Document extract:
# and the green coralline algae begins :(



## GetITCdot

NOOOOOOOOOOOOOOOOOOOOOOOOOOOOOOOOOOOOOOOOOOOOOOOOOOOOOOOOOOOOOOOOOOOOOOOOOOOOOOOOOOOOOOOOOOOOOOOOOOOOOOOOO

i go away from my tank for 3 days and I have green coralline algae all over my glass  *sniff* i figured my 300+ snails would take care of it but nope  Is there an easy way to get this stuff off or am i doomed to used a stainless steel scraper


----------



## jackaninny

Pictures?


----------



## Guy

I have found an actual use for a PetCo discount card. It can be used effectively to scrape coralline off of glass.


----------



## GetITCdot

Guy said:


> I have found an actual use for a PetCo discount card. It can be used effectively to scrape coralline off of glass.


 so they are useful!

for the other poster

here is a really bad quality cellphone pick of Fluffy the shark (yes...i didnt name him ok), as you can see the glass he is by is covered in the stuff  boooooo!


----------



## Guy

That looks like diatoms. Have you tried a magnet algae scraper on it?


----------



## GetITCdot

i have the large mag-float, it is no match for this crusted on stuff.

i even had to work on it with the scraper to get it off


----------



## Guy

Then I'm off base. My appologies.

What this exercise asks:
(1) According to the coralline algae thread, what does Guy say a PetCo discount card can be used for?
(2) Write the next part of the coralline algae thread, picking up after Guy's last post.

Provided material:

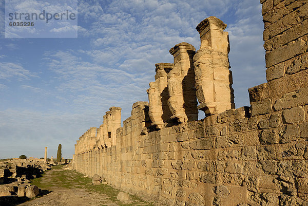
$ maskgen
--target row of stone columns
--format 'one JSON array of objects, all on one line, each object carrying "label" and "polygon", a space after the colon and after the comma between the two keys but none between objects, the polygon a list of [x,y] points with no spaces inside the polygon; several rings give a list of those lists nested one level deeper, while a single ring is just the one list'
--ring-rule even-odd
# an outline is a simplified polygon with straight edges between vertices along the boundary
[{"label": "row of stone columns", "polygon": [[215,17],[206,18],[196,28],[201,42],[197,52],[182,42],[169,51],[173,64],[156,64],[156,81],[147,90],[152,125],[196,120],[198,109],[209,116],[235,108],[226,27]]}]

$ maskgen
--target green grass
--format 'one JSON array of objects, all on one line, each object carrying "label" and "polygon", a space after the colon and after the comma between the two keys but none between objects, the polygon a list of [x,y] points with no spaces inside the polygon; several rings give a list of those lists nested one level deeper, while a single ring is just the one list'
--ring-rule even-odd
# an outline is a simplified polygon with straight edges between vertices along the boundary
[{"label": "green grass", "polygon": [[[31,180],[31,184],[36,185],[43,190],[52,190],[54,186],[66,189],[85,188],[90,192],[96,192],[104,194],[108,197],[108,199],[121,206],[144,205],[153,206],[153,204],[144,202],[140,198],[134,195],[129,195],[132,202],[130,204],[124,204],[117,199],[119,190],[107,184],[92,184],[92,179],[88,177],[84,177],[84,175],[75,171],[68,170],[60,170],[54,171],[55,169],[62,169],[64,165],[56,165],[52,167],[52,171],[47,172],[53,172],[52,180],[46,182],[43,181],[46,174],[42,177]],[[104,206],[103,205],[101,206]]]}]

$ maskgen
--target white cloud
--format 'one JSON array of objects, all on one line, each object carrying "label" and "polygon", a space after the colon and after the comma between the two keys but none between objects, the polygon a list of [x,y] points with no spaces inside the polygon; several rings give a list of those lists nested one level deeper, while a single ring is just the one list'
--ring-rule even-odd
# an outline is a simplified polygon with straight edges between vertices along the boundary
[{"label": "white cloud", "polygon": [[7,88],[8,88],[7,86],[6,86],[3,84],[0,84],[0,90],[5,90]]},{"label": "white cloud", "polygon": [[24,68],[21,64],[11,62],[0,62],[0,79],[11,80],[29,80],[31,77],[37,77],[29,70]]}]

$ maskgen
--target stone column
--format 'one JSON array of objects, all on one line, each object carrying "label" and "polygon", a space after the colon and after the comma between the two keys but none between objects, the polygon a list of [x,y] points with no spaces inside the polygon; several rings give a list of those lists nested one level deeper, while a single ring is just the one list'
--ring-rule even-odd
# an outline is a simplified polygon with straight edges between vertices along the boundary
[{"label": "stone column", "polygon": [[196,28],[200,34],[200,49],[194,57],[198,108],[206,116],[235,108],[229,70],[229,51],[227,25],[210,16]]},{"label": "stone column", "polygon": [[149,116],[151,125],[161,128],[171,115],[168,107],[169,99],[167,74],[173,68],[173,64],[159,63],[155,65],[155,82],[149,83],[147,90],[149,97]]},{"label": "stone column", "polygon": [[192,58],[196,49],[182,42],[171,48],[174,56],[174,68],[168,73],[168,105],[171,119],[178,122],[198,120],[198,104]]},{"label": "stone column", "polygon": [[47,147],[45,146],[45,153],[44,156],[44,161],[46,162],[47,161]]}]

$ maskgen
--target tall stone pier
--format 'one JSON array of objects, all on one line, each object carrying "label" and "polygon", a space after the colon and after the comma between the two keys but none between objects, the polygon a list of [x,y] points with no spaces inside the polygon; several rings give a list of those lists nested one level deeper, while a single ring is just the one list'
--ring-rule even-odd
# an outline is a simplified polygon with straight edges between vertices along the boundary
[{"label": "tall stone pier", "polygon": [[229,51],[227,25],[210,16],[196,28],[200,34],[200,49],[194,57],[198,108],[206,116],[235,108],[232,75],[229,70]]},{"label": "tall stone pier", "polygon": [[45,155],[44,156],[44,161],[45,162],[47,161],[47,146],[45,146]]},{"label": "tall stone pier", "polygon": [[308,1],[260,2],[267,82],[248,89],[249,106],[234,108],[226,25],[209,17],[196,54],[180,43],[156,65],[149,103],[123,127],[111,107],[96,137],[80,138],[76,170],[156,205],[307,206]]}]

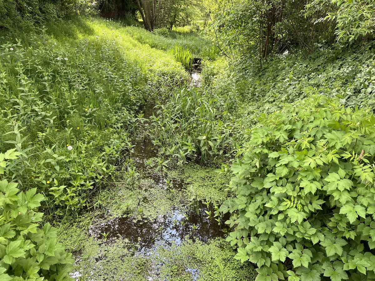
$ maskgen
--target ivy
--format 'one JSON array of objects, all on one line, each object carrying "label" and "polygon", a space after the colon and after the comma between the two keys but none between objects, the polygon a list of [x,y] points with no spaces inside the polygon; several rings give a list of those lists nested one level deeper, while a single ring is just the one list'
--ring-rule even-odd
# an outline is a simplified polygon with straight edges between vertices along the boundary
[{"label": "ivy", "polygon": [[259,119],[220,209],[236,258],[257,280],[375,280],[375,116],[320,96]]}]

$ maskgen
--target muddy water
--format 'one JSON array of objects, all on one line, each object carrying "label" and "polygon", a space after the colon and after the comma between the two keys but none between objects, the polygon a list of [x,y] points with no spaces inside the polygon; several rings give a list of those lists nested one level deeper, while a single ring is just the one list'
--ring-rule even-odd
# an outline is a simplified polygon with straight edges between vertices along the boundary
[{"label": "muddy water", "polygon": [[201,87],[201,73],[198,71],[192,71],[190,74],[191,81],[190,82],[190,88]]},{"label": "muddy water", "polygon": [[[92,226],[89,229],[92,236],[103,239],[103,233],[108,233],[107,241],[116,238],[128,239],[134,244],[139,243],[140,253],[147,254],[157,246],[178,245],[186,238],[204,242],[222,236],[223,233],[213,218],[205,211],[207,206],[201,204],[199,214],[183,212],[172,208],[166,215],[160,216],[154,221],[134,221],[131,218],[116,218]],[[212,211],[212,206],[209,206]]]},{"label": "muddy water", "polygon": [[[152,142],[147,139],[133,143],[131,158],[136,170],[143,178],[152,179],[161,188],[172,188],[183,192],[186,188],[183,181],[178,179],[172,181],[172,187],[168,186],[164,179],[146,164],[151,158],[158,156]],[[184,199],[186,202],[186,199]],[[126,239],[134,245],[138,245],[136,256],[148,257],[152,261],[153,267],[149,272],[147,280],[154,280],[158,277],[162,264],[158,258],[159,247],[169,250],[172,245],[178,246],[187,238],[193,241],[207,242],[210,239],[223,237],[220,226],[213,217],[209,217],[205,211],[214,213],[213,206],[196,203],[195,209],[191,206],[172,207],[165,214],[150,220],[135,221],[134,217],[117,218],[92,225],[89,228],[90,236],[101,239],[103,243],[111,243],[115,239]],[[105,237],[104,233],[105,233]],[[188,269],[192,280],[198,277],[198,269]],[[153,277],[151,277],[151,276]]]}]

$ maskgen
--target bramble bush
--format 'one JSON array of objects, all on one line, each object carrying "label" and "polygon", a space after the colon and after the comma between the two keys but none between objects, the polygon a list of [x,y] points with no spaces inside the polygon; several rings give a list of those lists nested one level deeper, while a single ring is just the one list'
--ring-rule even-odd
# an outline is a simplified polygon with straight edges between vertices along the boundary
[{"label": "bramble bush", "polygon": [[[56,240],[57,229],[40,226],[43,214],[35,212],[44,197],[36,188],[20,192],[8,182],[6,172],[21,152],[15,149],[0,153],[0,280],[70,280],[72,255]],[[4,176],[4,175],[5,176]]]},{"label": "bramble bush", "polygon": [[375,116],[313,96],[260,118],[221,206],[256,281],[375,280]]}]

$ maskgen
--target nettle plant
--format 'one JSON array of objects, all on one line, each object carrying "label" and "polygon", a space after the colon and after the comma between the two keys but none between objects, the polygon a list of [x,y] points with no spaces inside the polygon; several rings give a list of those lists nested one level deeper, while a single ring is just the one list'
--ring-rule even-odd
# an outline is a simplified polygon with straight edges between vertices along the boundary
[{"label": "nettle plant", "polygon": [[220,209],[257,281],[375,280],[374,125],[324,96],[260,117]]},{"label": "nettle plant", "polygon": [[[0,175],[21,153],[15,149],[0,153]],[[36,188],[20,192],[18,184],[0,181],[0,280],[70,280],[72,255],[57,242],[57,230],[41,226],[43,214],[33,210],[44,199]]]}]

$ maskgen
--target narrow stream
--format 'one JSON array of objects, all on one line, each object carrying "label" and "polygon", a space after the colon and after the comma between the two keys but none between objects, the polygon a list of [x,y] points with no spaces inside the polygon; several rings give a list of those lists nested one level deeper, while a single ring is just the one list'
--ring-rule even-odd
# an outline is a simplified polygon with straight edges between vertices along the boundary
[{"label": "narrow stream", "polygon": [[[199,73],[192,73],[192,85],[199,87],[200,79]],[[142,178],[152,180],[160,188],[171,188],[183,191],[187,187],[183,180],[173,179],[172,187],[167,186],[164,179],[155,172],[154,168],[146,164],[148,160],[158,156],[149,140],[134,143],[131,158],[136,170],[141,174]],[[206,242],[210,239],[224,236],[220,226],[213,217],[209,217],[205,212],[214,212],[212,204],[196,202],[195,203],[195,208],[193,208],[192,206],[186,205],[185,200],[183,203],[185,205],[182,208],[180,203],[179,206],[173,206],[166,214],[159,215],[153,220],[145,219],[143,221],[136,221],[132,216],[127,216],[97,223],[90,227],[89,235],[102,240],[102,243],[111,243],[120,239],[127,239],[134,245],[139,245],[135,255],[141,255],[150,259],[153,265],[152,272],[149,272],[150,276],[147,280],[158,280],[154,278],[159,276],[158,269],[162,263],[158,258],[158,248],[161,247],[169,250],[172,245],[178,246],[186,238]],[[188,269],[186,272],[191,274],[192,280],[196,280],[198,277],[198,269]]]}]

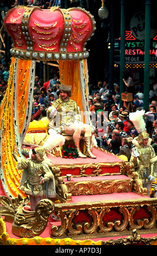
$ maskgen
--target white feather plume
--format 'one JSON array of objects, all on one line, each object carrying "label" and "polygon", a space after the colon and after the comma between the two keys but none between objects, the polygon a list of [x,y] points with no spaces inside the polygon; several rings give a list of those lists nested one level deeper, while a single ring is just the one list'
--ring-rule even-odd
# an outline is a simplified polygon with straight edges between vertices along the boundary
[{"label": "white feather plume", "polygon": [[146,123],[143,119],[145,113],[145,111],[142,109],[129,113],[129,119],[133,123],[138,133],[146,130]]},{"label": "white feather plume", "polygon": [[46,152],[51,151],[56,147],[64,145],[65,138],[62,135],[57,133],[54,129],[49,129],[49,137],[43,145]]}]

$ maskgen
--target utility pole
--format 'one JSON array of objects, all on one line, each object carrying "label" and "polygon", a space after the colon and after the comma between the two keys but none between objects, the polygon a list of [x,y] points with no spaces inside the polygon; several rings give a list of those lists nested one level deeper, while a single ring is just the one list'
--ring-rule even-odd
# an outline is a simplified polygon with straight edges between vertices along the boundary
[{"label": "utility pole", "polygon": [[145,37],[144,68],[144,100],[143,107],[149,108],[149,73],[150,73],[150,37],[151,37],[151,0],[145,0]]},{"label": "utility pole", "polygon": [[120,47],[120,106],[122,105],[121,94],[123,93],[124,83],[122,71],[125,69],[125,0],[121,0],[121,47]]}]

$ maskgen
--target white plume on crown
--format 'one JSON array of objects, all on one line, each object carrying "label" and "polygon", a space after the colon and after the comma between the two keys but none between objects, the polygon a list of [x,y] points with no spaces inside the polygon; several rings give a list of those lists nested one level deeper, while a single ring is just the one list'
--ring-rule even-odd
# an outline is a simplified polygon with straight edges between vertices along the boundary
[{"label": "white plume on crown", "polygon": [[49,129],[49,137],[43,145],[46,152],[51,151],[56,147],[64,145],[65,138],[62,135],[57,133],[54,129]]}]

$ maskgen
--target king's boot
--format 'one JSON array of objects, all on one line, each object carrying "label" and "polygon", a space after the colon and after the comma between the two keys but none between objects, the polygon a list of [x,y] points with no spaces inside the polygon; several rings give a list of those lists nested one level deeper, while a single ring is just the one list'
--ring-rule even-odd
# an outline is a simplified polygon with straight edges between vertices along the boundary
[{"label": "king's boot", "polygon": [[91,137],[84,137],[85,145],[86,147],[86,150],[85,155],[88,157],[96,159],[96,157],[94,156],[90,151],[90,145],[91,145]]},{"label": "king's boot", "polygon": [[80,138],[73,138],[73,141],[75,144],[75,148],[77,151],[78,157],[86,158],[87,156],[83,155],[83,154],[82,153],[82,152],[81,151],[80,149]]}]

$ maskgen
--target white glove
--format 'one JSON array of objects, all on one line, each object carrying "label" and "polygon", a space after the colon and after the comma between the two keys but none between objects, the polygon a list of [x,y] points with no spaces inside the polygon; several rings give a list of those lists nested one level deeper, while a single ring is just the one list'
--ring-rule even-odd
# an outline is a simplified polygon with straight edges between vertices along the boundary
[{"label": "white glove", "polygon": [[139,153],[138,153],[138,152],[137,151],[137,149],[136,149],[136,148],[133,148],[132,152],[133,152],[133,156],[135,156],[135,157],[137,157],[138,156],[140,155]]},{"label": "white glove", "polygon": [[57,110],[56,109],[56,108],[54,107],[51,108],[51,112],[49,115],[50,118],[53,118],[53,117],[54,117],[54,115],[56,115],[56,114],[57,114]]}]

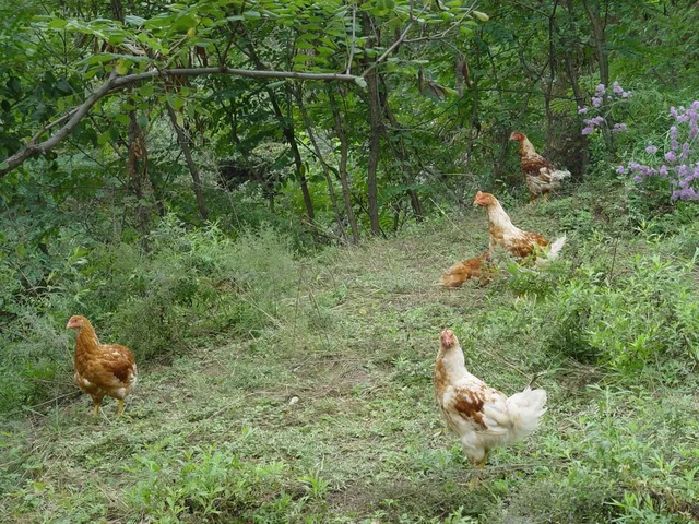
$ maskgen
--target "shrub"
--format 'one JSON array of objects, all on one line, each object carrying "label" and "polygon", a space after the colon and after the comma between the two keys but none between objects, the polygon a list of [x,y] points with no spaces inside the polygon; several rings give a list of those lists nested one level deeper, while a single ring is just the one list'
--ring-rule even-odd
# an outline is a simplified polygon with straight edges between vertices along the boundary
[{"label": "shrub", "polygon": [[12,315],[2,332],[0,379],[9,388],[0,413],[72,389],[72,337],[64,330],[71,314],[85,314],[102,341],[130,347],[139,361],[224,330],[247,335],[279,322],[279,298],[292,288],[295,264],[288,241],[271,228],[234,240],[215,225],[187,229],[169,216],[150,241],[147,253],[132,243],[67,245],[68,261],[52,261],[49,284],[34,294],[0,264],[2,282],[15,282],[0,291]]}]

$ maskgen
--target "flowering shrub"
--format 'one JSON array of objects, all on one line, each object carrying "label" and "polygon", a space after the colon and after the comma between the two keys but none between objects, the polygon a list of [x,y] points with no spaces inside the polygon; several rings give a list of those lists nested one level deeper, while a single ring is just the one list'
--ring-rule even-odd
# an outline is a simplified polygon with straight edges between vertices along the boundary
[{"label": "flowering shrub", "polygon": [[[672,200],[699,200],[699,100],[685,109],[671,107],[670,115],[675,119],[665,134],[664,152],[654,144],[645,147],[643,163],[631,160],[618,166],[617,172],[629,171],[638,183],[649,178],[666,180],[672,189]],[[680,145],[682,143],[682,145]]]},{"label": "flowering shrub", "polygon": [[[614,106],[621,102],[624,98],[631,96],[630,91],[624,90],[618,82],[614,82],[612,91],[607,92],[604,84],[599,84],[594,90],[592,97],[592,107],[578,107],[579,115],[588,115],[590,111],[597,115],[584,120],[585,127],[582,130],[582,134],[592,134],[595,129],[602,129],[604,126],[609,126],[609,116]],[[612,132],[621,133],[628,131],[628,127],[625,123],[615,123],[612,128]]]}]

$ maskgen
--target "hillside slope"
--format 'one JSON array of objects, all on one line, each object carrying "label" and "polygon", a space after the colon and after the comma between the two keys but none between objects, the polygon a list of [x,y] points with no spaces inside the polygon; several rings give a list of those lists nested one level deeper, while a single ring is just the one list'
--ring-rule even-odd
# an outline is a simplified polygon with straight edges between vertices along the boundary
[{"label": "hillside slope", "polygon": [[[266,330],[140,366],[123,418],[81,396],[8,422],[2,521],[699,519],[699,228],[619,238],[595,209],[514,210],[569,246],[540,274],[500,258],[485,288],[436,285],[487,245],[481,210],[298,261]],[[475,489],[434,406],[443,326],[491,385],[549,393],[537,433],[493,453]]]}]

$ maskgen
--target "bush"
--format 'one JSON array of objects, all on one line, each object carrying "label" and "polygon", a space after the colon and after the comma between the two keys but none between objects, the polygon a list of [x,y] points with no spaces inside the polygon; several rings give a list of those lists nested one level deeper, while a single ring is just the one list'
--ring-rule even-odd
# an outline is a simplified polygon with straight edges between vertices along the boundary
[{"label": "bush", "polygon": [[[9,388],[0,413],[70,391],[71,314],[86,315],[103,342],[130,347],[139,361],[277,322],[295,264],[288,241],[271,228],[234,240],[215,225],[190,230],[170,216],[150,242],[149,253],[132,243],[67,247],[67,269],[48,278],[55,284],[34,296],[21,286],[2,291],[13,319],[3,329],[0,378]],[[0,278],[12,281],[11,266],[0,267]]]},{"label": "bush", "polygon": [[637,257],[617,278],[580,270],[548,303],[549,344],[630,379],[651,362],[664,361],[659,357],[694,355],[699,300],[692,264],[653,255]]},{"label": "bush", "polygon": [[192,448],[175,460],[154,448],[135,462],[132,473],[145,479],[131,490],[130,501],[156,522],[188,516],[196,522],[288,522],[305,501],[284,492],[284,463],[249,464],[213,445]]}]

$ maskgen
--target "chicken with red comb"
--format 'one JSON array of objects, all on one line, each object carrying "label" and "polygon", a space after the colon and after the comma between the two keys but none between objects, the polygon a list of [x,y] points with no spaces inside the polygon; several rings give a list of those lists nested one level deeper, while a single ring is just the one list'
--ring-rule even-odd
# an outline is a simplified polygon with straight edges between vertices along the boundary
[{"label": "chicken with red comb", "polygon": [[71,317],[66,329],[78,333],[73,377],[75,385],[92,396],[95,415],[99,414],[105,396],[119,401],[117,413],[120,415],[123,413],[123,400],[138,380],[133,354],[128,347],[118,344],[102,344],[85,317]]},{"label": "chicken with red comb", "polygon": [[564,179],[570,177],[570,171],[555,168],[550,162],[536,153],[534,145],[524,133],[516,131],[510,134],[510,140],[517,141],[520,145],[518,153],[522,172],[526,178],[530,201],[534,202],[540,194],[544,201],[548,200],[548,193],[558,188]]},{"label": "chicken with red comb", "polygon": [[536,430],[546,412],[546,392],[528,386],[508,397],[466,370],[453,331],[443,330],[439,342],[434,373],[437,405],[469,462],[483,468],[489,450]]},{"label": "chicken with red comb", "polygon": [[[488,251],[490,254],[493,254],[495,246],[501,246],[514,257],[522,259],[533,254],[536,257],[536,263],[541,265],[557,258],[566,245],[565,235],[549,246],[548,240],[538,233],[524,231],[516,227],[498,199],[490,193],[478,191],[473,205],[479,205],[486,211],[489,234]],[[548,248],[545,258],[537,257],[541,248]]]}]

Exercise results:
(1) Scraping coralline off of glass.

(2)
Use that PetCo card... lol


----------



## phil_pl

please let me know when you figure out to get this crap off i have it al over the place and the mag-float is doing nothing


----------



## kris_leonardi

when I had that problem I picked up a razor blade scrapper from my LFS. the head is angled so it doesn't scratch the glass at all and it has an adjustable handle so when you have to go all the way down to the sand it will reach. it works reallllly well, I think it was about $10-$15. hope this helps!


----------



## liljon813

yeah i had a big problem with that and boy was it getting old i just bought a scraper kept up with that then it still came back so scrapd again then i bought the mag float and i use it like every time i looked at my tank and its been good now


----------



## GetITCdot

well i gave up on trying to correct the issue via water params, i took a scraper and worked at it for a good 20 minutes and got it off. Now im just trying to mag float the glass every day to try and stop the growth, or at least slow it down.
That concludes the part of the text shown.